> [Brontekst]
# # # #
6.2.1.2 inspraakreacties

De ontwikkelaar heeft diverse bewonersbijeenkomsten georganiseerd waarin de reacties vanuit de omgeving ten aanzien van het plan zijn opgehaald. In de Nota van inspraak die als Bijlage 13 onderdeel uitmaakt van de toelichting van dit bestemmingsplan wordt samengevat wat de geluiden uit de omgeving ten aanzien van het plan zijn en wordt tevens beschreven op welke wijze er wel of geen gehoor gegeven wordt aan de wensen vanuit de omgeving.
# # # #
> [Verzamelde gegevens]
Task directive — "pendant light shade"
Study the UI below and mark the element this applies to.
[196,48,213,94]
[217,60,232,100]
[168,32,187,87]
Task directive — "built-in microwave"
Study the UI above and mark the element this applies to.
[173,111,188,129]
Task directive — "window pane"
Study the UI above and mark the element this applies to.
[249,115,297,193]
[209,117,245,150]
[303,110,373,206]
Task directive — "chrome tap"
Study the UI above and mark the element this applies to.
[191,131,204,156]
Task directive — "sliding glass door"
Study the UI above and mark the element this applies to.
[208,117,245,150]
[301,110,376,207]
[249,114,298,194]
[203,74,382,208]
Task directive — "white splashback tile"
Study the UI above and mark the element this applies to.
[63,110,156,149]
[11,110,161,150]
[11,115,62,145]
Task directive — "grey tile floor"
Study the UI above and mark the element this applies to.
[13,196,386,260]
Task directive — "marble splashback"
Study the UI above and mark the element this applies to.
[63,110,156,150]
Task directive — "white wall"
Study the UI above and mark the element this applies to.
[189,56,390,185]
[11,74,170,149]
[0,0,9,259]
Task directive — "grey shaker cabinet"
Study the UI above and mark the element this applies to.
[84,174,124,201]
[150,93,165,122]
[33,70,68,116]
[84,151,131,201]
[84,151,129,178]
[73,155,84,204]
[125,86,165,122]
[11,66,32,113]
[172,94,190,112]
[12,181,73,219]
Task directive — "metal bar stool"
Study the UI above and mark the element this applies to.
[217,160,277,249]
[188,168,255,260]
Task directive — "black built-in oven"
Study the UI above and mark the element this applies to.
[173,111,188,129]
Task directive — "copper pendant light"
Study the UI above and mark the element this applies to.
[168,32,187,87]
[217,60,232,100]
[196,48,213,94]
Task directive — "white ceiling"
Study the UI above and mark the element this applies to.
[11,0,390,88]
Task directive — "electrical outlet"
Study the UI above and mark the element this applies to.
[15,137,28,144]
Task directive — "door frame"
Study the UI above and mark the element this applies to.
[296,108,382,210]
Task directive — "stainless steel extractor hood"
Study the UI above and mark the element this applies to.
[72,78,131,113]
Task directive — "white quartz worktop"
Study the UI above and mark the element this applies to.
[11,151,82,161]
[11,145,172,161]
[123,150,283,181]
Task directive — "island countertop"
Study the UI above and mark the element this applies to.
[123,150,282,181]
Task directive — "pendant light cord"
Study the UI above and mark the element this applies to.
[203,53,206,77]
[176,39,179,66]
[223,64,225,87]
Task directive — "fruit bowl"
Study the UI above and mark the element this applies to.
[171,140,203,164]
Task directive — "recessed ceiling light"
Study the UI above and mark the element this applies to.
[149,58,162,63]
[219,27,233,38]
# # # #
> [Wat te doen]
• 1. Maak van de alinea in de brontekst die begint met "De ontwikkelaar heeft diverse" een korte lijst met de belangrijkste feiten.
• 2. Ga verder met de brontekst over de inspraakreacties, direct na de laatste zin.

> [Antwoorden]
• 1.
- De ontwikkelaar heeft meerdere bijeenkomsten voor bewoners gehouden om reacties op het plan te verzamelen.
- De Nota van inspraak (Bijlage 13 bij de toelichting van het bestemmingsplan) vat die reacties uit de omgeving samen.
- De nota beschrijft ook of en hoe er naar de wensen uit de omgeving wordt geluisterd.

• 2.
6.2.2 zienswijzen

Naar aanleiding van de ter inzage legging van het bestemmingsplan zijn er zienswijzen ingediend. Voor de beantwoording van deze zienswijzen wordt verwezen naar de beantwoordingsnota die als Bijlage 17 onderdeel uitmaakt van het bestemmingsplan. Uit de beantwoordingsnota blijkt ook op welke wijze het bestemmingsplan gewijzigd is ten opzichte van het ontwerpbestemmingsplan. Daarnaast zijn er enkele ambtshalve wijzigingen doorgevoerd. Deze ambtshalve wijzigingen maken als Bijlage 18 onderdeel uit van de toelichting van het bestemmingsplan.